SET PROBLEM — Update the listing between the lines holding "Where can you see the tree?" and "<point>58,41</point>", inclusive, by changing "thickest" to "widest" and leaving everything else as it is. Return only those lines.

— START OF DATASET RECORDS —

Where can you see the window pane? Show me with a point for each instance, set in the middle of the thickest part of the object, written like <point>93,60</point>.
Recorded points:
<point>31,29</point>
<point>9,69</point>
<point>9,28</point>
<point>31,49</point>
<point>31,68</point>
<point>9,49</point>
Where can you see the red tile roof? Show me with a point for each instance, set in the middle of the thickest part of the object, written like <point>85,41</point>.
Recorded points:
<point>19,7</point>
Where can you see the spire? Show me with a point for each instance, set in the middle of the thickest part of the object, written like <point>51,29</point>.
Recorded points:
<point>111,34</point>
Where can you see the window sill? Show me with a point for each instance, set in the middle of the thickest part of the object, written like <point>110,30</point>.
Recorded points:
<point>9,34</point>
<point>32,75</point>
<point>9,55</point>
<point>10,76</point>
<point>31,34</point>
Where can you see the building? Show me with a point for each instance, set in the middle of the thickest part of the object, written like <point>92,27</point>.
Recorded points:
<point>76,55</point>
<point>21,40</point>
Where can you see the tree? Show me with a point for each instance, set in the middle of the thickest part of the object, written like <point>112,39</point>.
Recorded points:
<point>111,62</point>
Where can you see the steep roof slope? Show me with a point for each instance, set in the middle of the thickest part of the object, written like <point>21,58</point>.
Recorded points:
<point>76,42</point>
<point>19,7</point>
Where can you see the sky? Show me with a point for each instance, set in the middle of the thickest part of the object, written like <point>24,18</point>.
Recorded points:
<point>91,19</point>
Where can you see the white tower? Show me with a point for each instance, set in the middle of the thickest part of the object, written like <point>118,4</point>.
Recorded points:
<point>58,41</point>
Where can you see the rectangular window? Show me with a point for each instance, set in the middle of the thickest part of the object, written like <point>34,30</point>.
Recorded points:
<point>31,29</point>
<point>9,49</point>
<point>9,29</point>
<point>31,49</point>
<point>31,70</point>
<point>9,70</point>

— END OF DATASET RECORDS —

FINISHED EXERCISE —
Where can you see the tree? Show me with a point for each instance, set in the middle of the widest part of the object, written like <point>112,39</point>.
Recorded points:
<point>111,62</point>
Where can you see the steep roof slope? Show me with a point for each instance, set in the middle of the widest part of the object, written like <point>21,58</point>.
Recorded points:
<point>76,42</point>
<point>19,7</point>
Where can you see the sky? Show me with a point for each instance, set in the middle of the widest part of the object, written like <point>24,18</point>.
Recorded points:
<point>91,19</point>
Where can you see the white tower? Show me with a point for each instance, set in the middle of the widest part of the object, written like <point>118,4</point>.
Recorded points:
<point>58,41</point>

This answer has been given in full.